§ **Extrait du document**:
──────

Educ’Action : Quelles sont les danses issues des couvents vodun que vous exécutez aujourd’hui au sein des compagnies ?

Marcel Zounon : Toutes les danses vodun qui font l’objet d’une présentation publique par les adeptes (vodounsi) tombent dans le domaine public après dix ans et peuvent être revisitées par les troupes de danse. Il y a toutefois quelques exceptions, comme la danse des masques Abikou, celle des masques Egoun goun, des masques Gounouko. La danse Atchina n’est exécutée que par la compagnie Towara pour le moment. En dehors de ces exceptions, toutes les danses rituelles exécutées publiquement sont aujourd’hui récréées par les groupes artistiques.

Ces danses étant considérées comme sacrées, comment les négociations ont-elles été menées avec les gardiens de la tradition pour les rendre accessibles à la scène publique ?

Certaines danses ont nécessité de longues négociations, comme la danse Yaoïtcha (la danse du feu). Autrefois réservée à un seul danseur porteur d’un canari enflammé pour purifier le village, cette danse est aujourd’hui interprétée par plusieurs danseurs et est devenue un spectacle. Au départ, les dignitaires vodun étaient réticents. Mais nous leur avons expliqué que chaque adepte a son propre costume et ses attributs, ce qui est personnel et inaliénable. Dans les compagnies artistiques, les costumes sont recréés collectivement.

──────

§ **Données**:
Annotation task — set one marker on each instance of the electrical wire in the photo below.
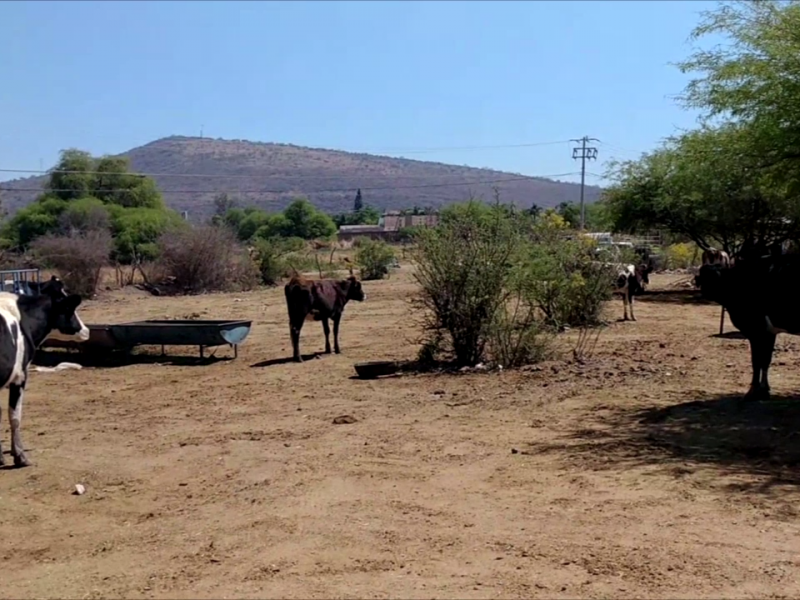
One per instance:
(209, 176)
(324, 191)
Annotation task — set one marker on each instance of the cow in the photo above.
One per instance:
(26, 322)
(760, 297)
(319, 301)
(712, 256)
(631, 281)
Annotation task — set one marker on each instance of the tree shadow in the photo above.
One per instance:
(284, 360)
(687, 296)
(735, 437)
(110, 360)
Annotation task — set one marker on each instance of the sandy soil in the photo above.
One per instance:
(638, 474)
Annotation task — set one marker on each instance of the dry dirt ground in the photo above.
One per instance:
(639, 474)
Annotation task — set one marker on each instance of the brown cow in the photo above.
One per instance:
(319, 301)
(712, 256)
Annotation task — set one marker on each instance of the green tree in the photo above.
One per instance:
(306, 222)
(72, 177)
(83, 194)
(222, 204)
(707, 186)
(113, 184)
(753, 80)
(571, 213)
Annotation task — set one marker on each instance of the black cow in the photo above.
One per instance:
(760, 297)
(26, 322)
(319, 301)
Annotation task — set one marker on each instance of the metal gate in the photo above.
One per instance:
(17, 281)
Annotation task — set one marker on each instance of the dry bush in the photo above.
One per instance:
(78, 258)
(205, 259)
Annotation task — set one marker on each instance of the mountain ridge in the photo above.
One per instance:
(191, 171)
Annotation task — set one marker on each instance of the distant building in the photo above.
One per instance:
(389, 225)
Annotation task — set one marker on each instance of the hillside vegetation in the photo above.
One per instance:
(270, 176)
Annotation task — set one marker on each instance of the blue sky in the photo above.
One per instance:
(400, 78)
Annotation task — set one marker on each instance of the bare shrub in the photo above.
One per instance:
(77, 258)
(374, 258)
(204, 259)
(474, 298)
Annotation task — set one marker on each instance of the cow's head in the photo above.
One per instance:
(354, 291)
(644, 271)
(64, 319)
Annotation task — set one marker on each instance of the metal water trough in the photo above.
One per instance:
(190, 332)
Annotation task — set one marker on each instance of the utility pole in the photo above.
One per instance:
(584, 152)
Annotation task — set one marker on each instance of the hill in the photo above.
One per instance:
(190, 171)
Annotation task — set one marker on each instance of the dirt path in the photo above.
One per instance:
(639, 474)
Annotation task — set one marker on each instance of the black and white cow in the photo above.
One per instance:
(631, 281)
(25, 321)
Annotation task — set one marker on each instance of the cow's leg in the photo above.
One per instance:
(294, 331)
(766, 360)
(625, 305)
(326, 328)
(2, 460)
(761, 347)
(15, 416)
(336, 319)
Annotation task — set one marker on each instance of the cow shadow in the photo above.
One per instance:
(687, 296)
(732, 436)
(110, 360)
(729, 335)
(273, 362)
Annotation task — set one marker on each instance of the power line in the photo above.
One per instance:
(208, 176)
(479, 147)
(324, 191)
(583, 153)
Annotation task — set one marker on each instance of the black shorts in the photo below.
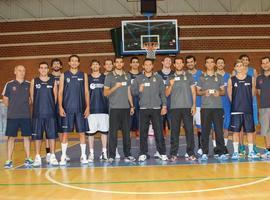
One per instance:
(239, 121)
(13, 126)
(72, 120)
(47, 125)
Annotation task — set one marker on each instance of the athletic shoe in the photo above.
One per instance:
(28, 162)
(53, 160)
(129, 159)
(200, 152)
(163, 157)
(156, 155)
(142, 158)
(204, 157)
(8, 164)
(242, 150)
(253, 155)
(84, 160)
(103, 156)
(63, 161)
(173, 158)
(48, 158)
(266, 154)
(91, 157)
(235, 156)
(37, 162)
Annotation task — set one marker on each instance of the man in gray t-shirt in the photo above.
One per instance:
(211, 88)
(181, 87)
(117, 89)
(16, 97)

──────

§ **Consigne 1**:
Pour chacune des affirmations suivantes, indiquez si elle concorde avec l'extrait, en citant à l'identique les mots qui permettent d'en décider. (a) La danse Atchina est exécutée par plusieurs compagnies. (b) Les danses vodun présentées publiquement par les adeptes tombent dans le domaine public après dix ans. (c) Les dignitaires vodun ont accepté d'emblée que la danse Yaoïtcha devienne un spectacle.
§ **Consigne 2**:
Répondez aux questions suivantes d'après l'extrait.
(a) Sous quel autre nom l'extrait désigne-t-il la danse Yaoïtcha ?
(b) Que portait autrefois le danseur unique de la Yaoïtcha ?
(c) De quelle manière les costumes sont-ils recréés dans les compagnies artistiques ?
§ **Consigne 3**:
Reproduisez fidèlement le passage de l'extrait qui s'ouvre sur les mots « Ces danses étant » et se clôt sur « la scène publique ? ».
Ces données constituent un ensemble distinct de l'extrait.

§ **Réponse attendue 1**:
(a) Non : « La danse Atchina n’est exécutée que par la compagnie Towara pour le moment. »
(b) Oui : « tombent dans le domaine public après dix ans »
(c) Non : « Au départ, les dignitaires vodun étaient réticents. »

§ **Réponse attendue 2**:
(a) La danse du feu.
(b) Un canari enflammé.
(c) Collectivement.

§ **Réponse attendue 3**:
Ces danses étant considérées comme sacrées, comment les négociations ont-elles été menées avec les gardiens de la tradition pour les rendre accessibles à la scène publique ?